Skip the images and return the records below exactly.

[Start of section]

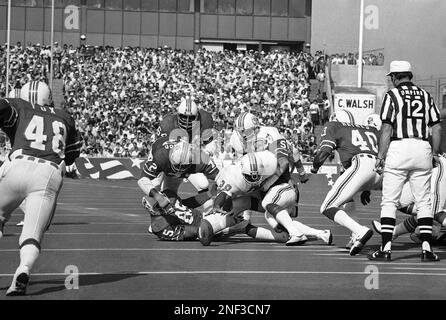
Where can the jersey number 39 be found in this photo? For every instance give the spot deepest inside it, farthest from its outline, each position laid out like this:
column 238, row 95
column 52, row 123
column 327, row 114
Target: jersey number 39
column 35, row 133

[End of section]

> **Output of the exercise**
Where can the jersey number 39 be found in this photo? For every instance give the spot deepest inside it, farthest from its outline, each position laid out like this:
column 238, row 95
column 52, row 123
column 327, row 114
Target: jersey number 39
column 35, row 133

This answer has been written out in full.